→ **Exercise task**
Output the stretch of the data from the line containing "Indicate the vanity drawer" through the line containing "pixel 201 270", reproducing each line without alteration and omitting any pictures.

──────────────────────────────

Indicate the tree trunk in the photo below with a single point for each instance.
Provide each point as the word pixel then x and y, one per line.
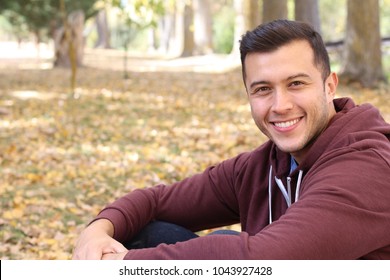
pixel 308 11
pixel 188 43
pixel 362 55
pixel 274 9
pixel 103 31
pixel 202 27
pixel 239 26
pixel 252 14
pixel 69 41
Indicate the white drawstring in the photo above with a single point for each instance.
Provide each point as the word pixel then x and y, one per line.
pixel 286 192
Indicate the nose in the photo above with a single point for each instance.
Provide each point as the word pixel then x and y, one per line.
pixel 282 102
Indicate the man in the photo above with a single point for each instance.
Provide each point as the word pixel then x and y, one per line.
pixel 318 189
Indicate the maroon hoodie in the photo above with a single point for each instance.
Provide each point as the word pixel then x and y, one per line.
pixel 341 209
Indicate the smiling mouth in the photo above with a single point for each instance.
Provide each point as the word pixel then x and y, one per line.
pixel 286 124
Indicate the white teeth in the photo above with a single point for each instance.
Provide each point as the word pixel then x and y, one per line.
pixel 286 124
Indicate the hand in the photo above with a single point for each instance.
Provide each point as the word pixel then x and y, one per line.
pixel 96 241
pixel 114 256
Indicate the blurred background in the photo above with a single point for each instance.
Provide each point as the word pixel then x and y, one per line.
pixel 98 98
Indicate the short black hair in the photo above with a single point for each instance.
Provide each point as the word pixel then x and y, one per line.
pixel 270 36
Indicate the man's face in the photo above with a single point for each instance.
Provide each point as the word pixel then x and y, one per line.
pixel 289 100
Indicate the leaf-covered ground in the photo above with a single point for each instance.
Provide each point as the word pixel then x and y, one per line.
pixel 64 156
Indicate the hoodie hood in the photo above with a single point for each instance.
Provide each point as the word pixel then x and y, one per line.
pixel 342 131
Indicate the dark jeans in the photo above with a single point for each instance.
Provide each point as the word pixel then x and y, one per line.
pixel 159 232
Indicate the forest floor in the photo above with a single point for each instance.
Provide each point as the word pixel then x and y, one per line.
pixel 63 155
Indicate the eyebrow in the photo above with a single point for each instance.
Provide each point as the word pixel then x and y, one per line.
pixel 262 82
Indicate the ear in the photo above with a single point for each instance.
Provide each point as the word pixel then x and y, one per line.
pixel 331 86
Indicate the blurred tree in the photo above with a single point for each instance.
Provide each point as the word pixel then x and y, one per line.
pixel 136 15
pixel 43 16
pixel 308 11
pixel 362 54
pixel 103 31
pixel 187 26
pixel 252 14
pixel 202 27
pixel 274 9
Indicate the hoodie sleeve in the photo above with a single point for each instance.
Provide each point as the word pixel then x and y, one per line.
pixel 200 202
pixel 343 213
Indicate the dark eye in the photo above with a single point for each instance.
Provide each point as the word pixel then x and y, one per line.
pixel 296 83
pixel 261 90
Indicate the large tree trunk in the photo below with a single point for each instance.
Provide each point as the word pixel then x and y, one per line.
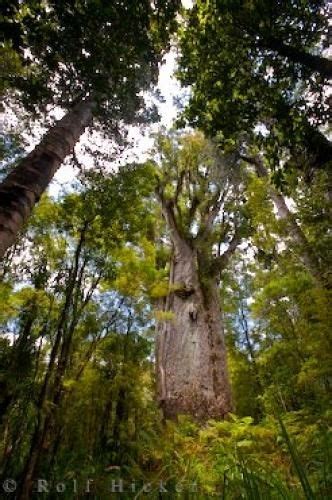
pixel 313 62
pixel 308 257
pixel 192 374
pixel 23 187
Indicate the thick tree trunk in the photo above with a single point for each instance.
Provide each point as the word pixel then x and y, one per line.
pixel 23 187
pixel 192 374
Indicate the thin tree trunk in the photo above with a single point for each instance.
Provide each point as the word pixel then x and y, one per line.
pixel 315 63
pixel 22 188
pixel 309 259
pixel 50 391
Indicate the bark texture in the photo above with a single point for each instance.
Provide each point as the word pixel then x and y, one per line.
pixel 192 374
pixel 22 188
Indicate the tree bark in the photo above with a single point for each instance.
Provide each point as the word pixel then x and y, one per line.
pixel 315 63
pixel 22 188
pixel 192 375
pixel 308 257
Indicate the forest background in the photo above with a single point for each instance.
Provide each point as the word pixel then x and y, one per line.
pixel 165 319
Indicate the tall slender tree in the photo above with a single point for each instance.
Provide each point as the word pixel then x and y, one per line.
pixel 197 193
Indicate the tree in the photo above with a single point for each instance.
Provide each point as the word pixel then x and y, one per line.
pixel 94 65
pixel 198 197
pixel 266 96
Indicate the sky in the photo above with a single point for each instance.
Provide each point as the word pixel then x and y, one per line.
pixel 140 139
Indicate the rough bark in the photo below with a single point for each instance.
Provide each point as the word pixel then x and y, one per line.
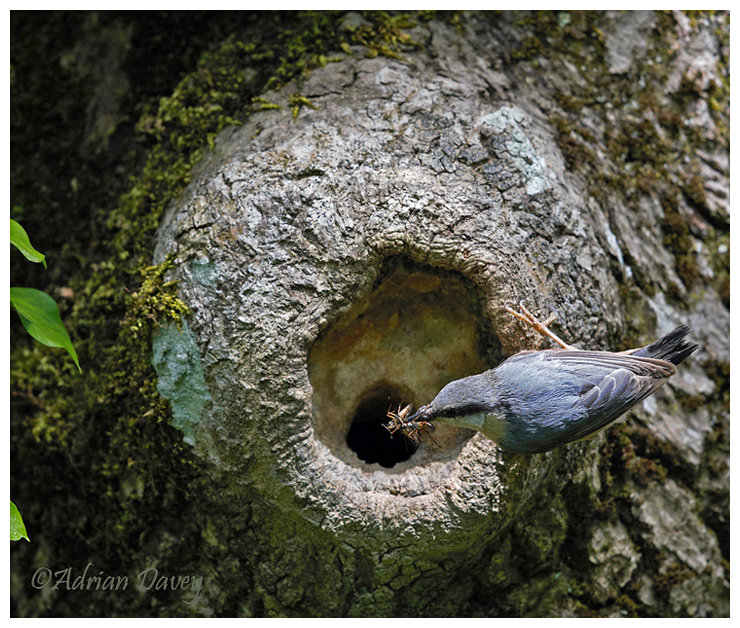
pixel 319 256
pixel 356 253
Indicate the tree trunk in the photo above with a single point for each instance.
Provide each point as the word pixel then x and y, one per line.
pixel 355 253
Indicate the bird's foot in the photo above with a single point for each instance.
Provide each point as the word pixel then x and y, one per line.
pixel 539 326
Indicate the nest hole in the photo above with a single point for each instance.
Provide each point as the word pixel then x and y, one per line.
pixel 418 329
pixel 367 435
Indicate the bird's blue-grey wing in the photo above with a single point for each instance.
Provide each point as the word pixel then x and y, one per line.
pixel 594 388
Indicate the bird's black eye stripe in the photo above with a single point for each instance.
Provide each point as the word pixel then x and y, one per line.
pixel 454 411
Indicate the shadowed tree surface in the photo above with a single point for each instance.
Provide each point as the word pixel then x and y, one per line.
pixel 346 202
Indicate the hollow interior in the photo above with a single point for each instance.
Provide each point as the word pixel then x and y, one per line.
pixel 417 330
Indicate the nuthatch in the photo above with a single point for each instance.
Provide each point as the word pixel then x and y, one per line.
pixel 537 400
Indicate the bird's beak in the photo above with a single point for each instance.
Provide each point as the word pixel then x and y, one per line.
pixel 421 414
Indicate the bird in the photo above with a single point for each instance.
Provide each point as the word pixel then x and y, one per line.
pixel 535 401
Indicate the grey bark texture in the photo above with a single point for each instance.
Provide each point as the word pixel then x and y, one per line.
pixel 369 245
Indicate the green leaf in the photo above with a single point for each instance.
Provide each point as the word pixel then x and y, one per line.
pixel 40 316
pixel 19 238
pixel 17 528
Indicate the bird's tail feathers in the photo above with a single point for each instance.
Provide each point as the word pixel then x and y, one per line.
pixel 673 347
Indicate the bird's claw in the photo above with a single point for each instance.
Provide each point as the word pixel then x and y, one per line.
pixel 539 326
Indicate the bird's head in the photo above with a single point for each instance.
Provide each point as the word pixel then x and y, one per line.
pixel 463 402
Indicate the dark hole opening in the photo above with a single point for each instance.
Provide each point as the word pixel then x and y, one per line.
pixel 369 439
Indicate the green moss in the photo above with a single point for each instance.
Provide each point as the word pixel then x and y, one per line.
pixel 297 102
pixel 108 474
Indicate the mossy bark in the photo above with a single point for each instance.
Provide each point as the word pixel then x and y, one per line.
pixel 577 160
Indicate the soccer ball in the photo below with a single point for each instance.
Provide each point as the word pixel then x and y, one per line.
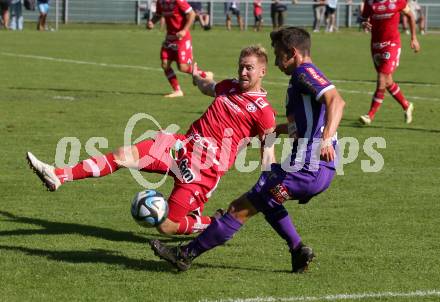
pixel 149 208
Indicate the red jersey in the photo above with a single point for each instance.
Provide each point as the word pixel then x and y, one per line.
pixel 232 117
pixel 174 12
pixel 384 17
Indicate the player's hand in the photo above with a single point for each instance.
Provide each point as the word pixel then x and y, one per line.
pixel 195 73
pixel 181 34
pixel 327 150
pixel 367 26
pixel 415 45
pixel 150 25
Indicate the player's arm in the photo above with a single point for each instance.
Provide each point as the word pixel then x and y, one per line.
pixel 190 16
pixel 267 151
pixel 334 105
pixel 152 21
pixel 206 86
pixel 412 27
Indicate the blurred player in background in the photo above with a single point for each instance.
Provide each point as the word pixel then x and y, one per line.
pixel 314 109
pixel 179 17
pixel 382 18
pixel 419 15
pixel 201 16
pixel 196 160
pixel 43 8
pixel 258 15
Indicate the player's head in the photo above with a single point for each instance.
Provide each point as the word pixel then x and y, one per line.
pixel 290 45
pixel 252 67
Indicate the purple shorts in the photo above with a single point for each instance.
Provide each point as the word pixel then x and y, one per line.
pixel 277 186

──────────────────────────────

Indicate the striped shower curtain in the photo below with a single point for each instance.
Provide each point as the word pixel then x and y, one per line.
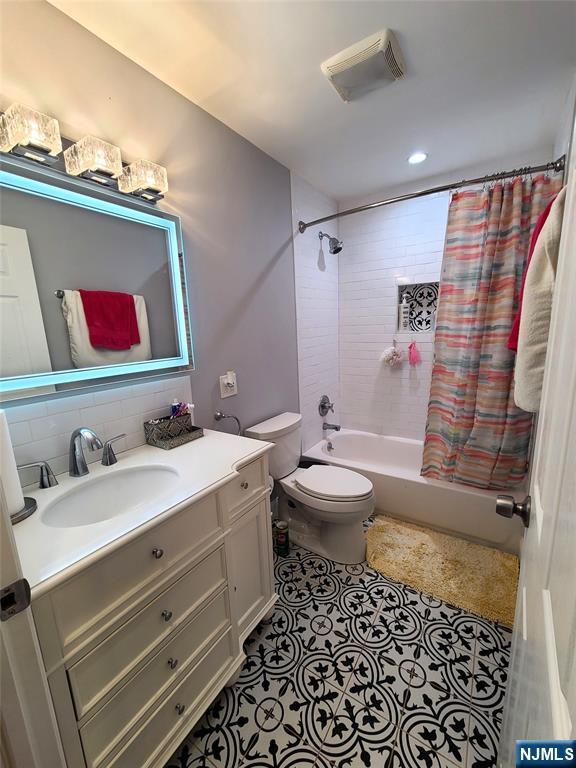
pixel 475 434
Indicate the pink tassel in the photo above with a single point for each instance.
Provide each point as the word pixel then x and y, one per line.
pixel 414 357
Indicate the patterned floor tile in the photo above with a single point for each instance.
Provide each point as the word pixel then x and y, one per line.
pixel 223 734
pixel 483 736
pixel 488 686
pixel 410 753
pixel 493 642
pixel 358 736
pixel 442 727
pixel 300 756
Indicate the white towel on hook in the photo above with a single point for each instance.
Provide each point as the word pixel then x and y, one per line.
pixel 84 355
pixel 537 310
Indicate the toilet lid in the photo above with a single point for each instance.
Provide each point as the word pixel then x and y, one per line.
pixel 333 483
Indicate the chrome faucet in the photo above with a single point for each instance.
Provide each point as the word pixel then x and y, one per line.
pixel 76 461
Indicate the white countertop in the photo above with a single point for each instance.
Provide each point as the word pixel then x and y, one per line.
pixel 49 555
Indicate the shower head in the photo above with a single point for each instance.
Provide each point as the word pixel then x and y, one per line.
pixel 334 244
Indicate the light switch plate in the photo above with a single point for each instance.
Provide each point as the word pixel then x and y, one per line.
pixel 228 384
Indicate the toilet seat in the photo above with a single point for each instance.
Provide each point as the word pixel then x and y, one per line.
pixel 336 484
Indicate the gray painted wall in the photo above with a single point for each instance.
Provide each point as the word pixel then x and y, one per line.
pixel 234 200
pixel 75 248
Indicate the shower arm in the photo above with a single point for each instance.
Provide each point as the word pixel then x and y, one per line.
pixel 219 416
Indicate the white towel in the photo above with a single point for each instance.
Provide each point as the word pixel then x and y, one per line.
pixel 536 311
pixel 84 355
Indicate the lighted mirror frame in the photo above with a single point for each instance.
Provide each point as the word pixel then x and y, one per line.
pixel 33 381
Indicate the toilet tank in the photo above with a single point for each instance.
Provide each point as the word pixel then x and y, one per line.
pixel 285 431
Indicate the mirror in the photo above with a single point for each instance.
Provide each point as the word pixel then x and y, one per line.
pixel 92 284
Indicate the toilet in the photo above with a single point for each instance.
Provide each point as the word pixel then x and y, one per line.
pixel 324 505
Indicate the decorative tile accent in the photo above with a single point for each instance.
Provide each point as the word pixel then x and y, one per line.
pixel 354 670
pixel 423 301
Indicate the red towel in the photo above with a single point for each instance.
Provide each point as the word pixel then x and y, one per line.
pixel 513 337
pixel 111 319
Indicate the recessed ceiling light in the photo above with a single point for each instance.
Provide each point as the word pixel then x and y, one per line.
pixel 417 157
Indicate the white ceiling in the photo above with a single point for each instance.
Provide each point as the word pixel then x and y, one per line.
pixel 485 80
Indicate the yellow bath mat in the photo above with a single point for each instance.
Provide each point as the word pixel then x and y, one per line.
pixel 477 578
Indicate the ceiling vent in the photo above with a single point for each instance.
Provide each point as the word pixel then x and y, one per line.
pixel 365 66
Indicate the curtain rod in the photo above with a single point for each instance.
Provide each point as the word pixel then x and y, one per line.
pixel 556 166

──────────────────────────────

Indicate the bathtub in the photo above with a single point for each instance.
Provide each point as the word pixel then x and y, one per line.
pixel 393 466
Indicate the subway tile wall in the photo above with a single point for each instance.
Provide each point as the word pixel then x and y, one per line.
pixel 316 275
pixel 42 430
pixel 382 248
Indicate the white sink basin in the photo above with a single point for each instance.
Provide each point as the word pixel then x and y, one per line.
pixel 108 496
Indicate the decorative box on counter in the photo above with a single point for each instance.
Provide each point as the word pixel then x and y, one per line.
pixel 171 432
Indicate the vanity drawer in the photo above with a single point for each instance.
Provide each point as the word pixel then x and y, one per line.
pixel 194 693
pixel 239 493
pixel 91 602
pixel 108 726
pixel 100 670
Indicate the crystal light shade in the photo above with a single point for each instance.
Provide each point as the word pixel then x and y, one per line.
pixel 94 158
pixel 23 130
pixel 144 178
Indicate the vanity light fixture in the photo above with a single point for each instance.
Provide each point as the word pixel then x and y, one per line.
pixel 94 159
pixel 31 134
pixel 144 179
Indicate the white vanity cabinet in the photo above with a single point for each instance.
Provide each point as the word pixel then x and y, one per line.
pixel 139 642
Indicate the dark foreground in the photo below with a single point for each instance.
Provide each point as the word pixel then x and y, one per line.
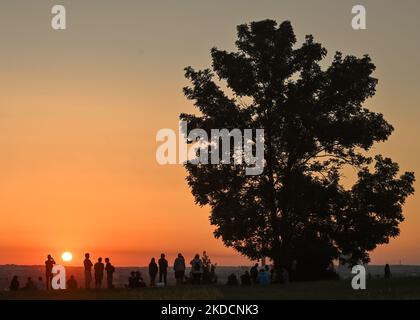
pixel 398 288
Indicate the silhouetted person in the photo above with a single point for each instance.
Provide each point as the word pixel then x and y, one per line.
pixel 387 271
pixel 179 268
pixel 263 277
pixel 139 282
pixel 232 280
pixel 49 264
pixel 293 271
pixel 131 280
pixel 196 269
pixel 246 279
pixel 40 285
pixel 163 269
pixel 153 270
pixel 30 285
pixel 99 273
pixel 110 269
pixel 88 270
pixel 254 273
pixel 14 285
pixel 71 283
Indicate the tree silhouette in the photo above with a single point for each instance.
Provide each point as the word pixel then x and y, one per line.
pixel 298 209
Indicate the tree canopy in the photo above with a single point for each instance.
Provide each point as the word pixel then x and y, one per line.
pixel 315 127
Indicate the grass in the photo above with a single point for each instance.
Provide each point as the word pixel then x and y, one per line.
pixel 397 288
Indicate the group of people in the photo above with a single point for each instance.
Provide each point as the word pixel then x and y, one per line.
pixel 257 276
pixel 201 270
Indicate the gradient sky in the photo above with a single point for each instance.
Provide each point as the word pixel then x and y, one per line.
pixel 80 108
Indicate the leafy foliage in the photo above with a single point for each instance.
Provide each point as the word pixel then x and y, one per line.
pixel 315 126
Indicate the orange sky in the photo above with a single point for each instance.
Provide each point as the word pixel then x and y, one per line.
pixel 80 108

──────────────────────────────

→ **Result of the task**
Indicate the vanity drawer in the photo above with a single point for each instance.
Provide each point as the word pixel then x and y, one per line.
pixel 194 693
pixel 239 493
pixel 91 602
pixel 108 726
pixel 100 670
Indicate the crystal light shade in the photo above with a single point for each instance.
Provide each point as the word pixel then x and y, one per line.
pixel 94 158
pixel 23 130
pixel 144 178
Indicate the vanity light fixture in the photo above with a single point for each instance.
Provide each point as the word pixel then x and y, one per line.
pixel 94 159
pixel 31 134
pixel 144 179
Indicate the white vanity cabinet in the photo above with a single point for each instance.
Provide each point as the word pixel then x and y, one per line.
pixel 139 642
Indicate the dark foreground in the photo below with a single point for each instance.
Provide each point as the word pixel then x and y, one per line.
pixel 398 288
Indicate the silhouetted person in the photo above with a single point for each instance.
Provide each point as the word pixel then x and y, one per line.
pixel 387 271
pixel 179 268
pixel 263 277
pixel 139 282
pixel 232 280
pixel 49 264
pixel 293 271
pixel 131 280
pixel 196 269
pixel 246 279
pixel 40 285
pixel 163 269
pixel 153 270
pixel 30 285
pixel 99 273
pixel 110 269
pixel 88 270
pixel 254 273
pixel 14 285
pixel 71 283
Indicate the tree silhouette in the photo above with a single point for each instance.
Provide each point as the word pixel then x and y, one per line.
pixel 298 209
Indicate the tree canopy in the photo above with a single point for each instance.
Provide each point as the word pixel then x and y, one per line.
pixel 315 127
Indicate the grass in the photo above with a single point for each instance.
Provide each point as the word pixel then x and y, one per line.
pixel 397 288
Indicate the group of people in the photo above with a single point for each instance.
Provide each point as the word pixel then x and y, one per line.
pixel 257 276
pixel 201 270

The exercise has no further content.